# Problem
Copy the listing below word for word, from the line with "Each returned marker MUST sit on an instance of the backpack" up to and including the line with "[[469, 106], [409, 166], [343, 97]]".

# The data
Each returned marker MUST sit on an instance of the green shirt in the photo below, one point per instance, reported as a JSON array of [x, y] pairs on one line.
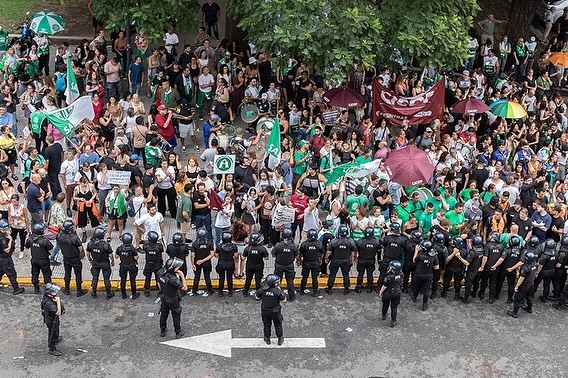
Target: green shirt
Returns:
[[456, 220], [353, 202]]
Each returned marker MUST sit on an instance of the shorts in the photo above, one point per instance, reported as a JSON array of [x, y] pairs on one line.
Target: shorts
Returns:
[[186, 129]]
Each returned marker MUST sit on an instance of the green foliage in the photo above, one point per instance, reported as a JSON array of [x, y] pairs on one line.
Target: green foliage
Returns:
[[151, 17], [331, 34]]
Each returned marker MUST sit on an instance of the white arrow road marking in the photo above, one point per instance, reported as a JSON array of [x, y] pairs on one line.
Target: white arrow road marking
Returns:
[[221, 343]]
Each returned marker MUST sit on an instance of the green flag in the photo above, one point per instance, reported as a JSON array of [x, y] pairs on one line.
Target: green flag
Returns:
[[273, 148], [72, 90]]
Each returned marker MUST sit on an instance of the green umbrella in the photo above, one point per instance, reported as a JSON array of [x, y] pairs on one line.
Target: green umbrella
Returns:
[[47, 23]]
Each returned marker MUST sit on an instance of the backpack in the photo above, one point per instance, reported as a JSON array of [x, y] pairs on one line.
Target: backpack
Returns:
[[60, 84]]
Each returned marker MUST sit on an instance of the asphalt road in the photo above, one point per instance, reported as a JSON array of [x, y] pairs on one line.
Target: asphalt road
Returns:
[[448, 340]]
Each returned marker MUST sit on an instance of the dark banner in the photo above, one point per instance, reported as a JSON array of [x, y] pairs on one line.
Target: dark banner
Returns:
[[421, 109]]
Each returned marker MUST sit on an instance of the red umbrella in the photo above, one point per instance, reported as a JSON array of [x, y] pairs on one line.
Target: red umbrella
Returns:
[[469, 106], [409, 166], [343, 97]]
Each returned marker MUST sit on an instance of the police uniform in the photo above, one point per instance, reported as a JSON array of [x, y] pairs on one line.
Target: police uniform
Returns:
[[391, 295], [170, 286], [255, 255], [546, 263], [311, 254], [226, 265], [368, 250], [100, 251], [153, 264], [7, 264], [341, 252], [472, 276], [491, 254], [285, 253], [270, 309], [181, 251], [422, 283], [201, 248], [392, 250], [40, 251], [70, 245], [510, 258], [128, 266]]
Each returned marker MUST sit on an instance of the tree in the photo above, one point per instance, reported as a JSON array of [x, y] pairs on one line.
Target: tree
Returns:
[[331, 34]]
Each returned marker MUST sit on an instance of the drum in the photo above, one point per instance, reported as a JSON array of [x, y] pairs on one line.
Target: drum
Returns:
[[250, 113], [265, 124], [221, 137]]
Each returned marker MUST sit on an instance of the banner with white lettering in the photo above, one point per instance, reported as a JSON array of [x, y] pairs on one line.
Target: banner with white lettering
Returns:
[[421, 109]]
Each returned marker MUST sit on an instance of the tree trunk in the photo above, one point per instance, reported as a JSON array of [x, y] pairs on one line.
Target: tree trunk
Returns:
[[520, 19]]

* * *

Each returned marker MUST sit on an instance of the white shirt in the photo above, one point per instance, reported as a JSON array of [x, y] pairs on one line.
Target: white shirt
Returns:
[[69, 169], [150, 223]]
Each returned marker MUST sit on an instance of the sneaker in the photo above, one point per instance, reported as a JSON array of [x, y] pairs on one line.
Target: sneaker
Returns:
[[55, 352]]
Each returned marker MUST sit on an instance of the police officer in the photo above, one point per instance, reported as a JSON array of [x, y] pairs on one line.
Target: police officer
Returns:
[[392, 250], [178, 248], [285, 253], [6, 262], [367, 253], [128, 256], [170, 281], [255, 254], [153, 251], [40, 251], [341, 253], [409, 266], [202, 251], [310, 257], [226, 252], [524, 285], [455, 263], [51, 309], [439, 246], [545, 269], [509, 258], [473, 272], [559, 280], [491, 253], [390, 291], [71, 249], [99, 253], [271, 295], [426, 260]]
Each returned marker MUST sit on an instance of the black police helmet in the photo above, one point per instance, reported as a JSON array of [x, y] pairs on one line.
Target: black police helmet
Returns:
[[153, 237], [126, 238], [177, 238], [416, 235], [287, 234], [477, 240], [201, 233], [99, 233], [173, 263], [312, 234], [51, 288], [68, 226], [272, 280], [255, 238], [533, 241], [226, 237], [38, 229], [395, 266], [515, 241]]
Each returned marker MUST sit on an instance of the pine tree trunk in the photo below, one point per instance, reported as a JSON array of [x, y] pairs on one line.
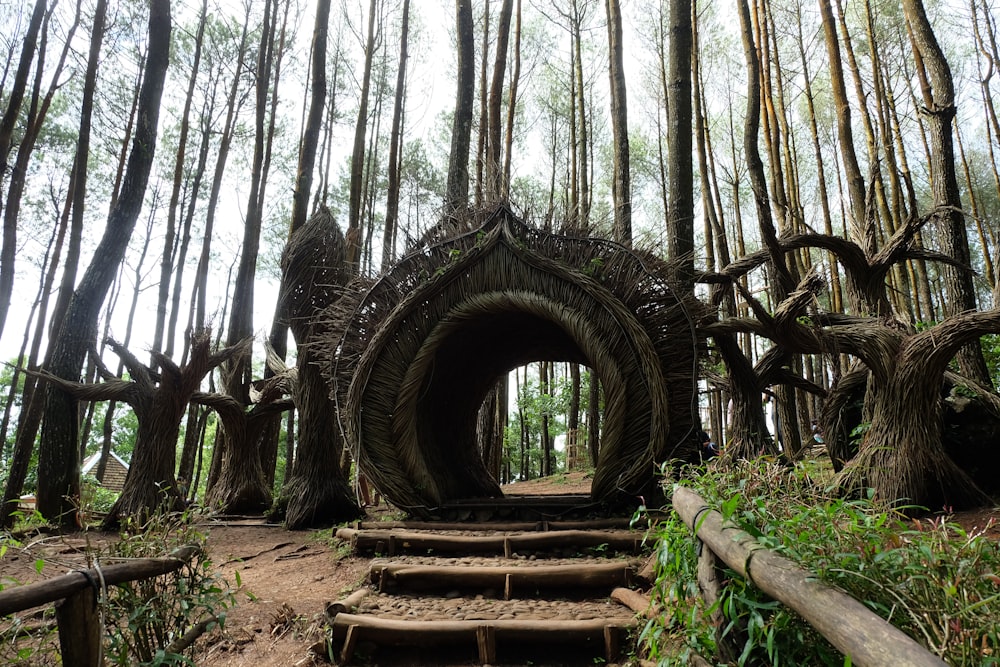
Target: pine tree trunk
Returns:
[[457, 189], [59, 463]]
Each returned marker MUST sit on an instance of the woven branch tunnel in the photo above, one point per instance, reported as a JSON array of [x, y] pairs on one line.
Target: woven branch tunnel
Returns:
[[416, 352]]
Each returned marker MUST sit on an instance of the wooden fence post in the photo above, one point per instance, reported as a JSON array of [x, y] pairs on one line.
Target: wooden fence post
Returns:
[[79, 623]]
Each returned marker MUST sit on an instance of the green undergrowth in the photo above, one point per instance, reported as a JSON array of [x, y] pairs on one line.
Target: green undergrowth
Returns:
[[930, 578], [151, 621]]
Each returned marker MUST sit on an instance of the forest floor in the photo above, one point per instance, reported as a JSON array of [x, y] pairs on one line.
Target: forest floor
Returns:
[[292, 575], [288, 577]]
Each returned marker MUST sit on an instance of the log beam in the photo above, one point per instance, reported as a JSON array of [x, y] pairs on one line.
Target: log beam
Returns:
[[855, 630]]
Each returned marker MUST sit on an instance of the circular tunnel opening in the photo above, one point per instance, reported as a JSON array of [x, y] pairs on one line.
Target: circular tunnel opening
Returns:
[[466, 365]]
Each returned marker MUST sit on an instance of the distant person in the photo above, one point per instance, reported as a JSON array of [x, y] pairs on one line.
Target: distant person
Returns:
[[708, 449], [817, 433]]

# Response
Each returned marker MUST sit on an instance of the backpack in the photo above, one point per instance, reported as a JSON array of [x, y] pairs on one line.
Target: backpack
Returns:
[[60, 84]]
Each returned marker MUST sit on an instance of the asphalt road in the photo above, one point per instance, reported as a JSON array of [x, y] pairs on one line.
Target: asphalt road
Returns:
[[448, 340]]
Each returned marker MUST sit on an instance of the dark banner in the photo above, one point per instance, reported as a JSON array of [x, y] pairs on one line.
Target: dark banner
Returns:
[[421, 109]]
Each returned marker MUST sit on an instance of the red umbrella in the photo above, one point per instance, reported as a JSON array of [x, y] pairs on one line.
Target: red umbrella
Returns:
[[469, 106], [409, 166], [343, 97]]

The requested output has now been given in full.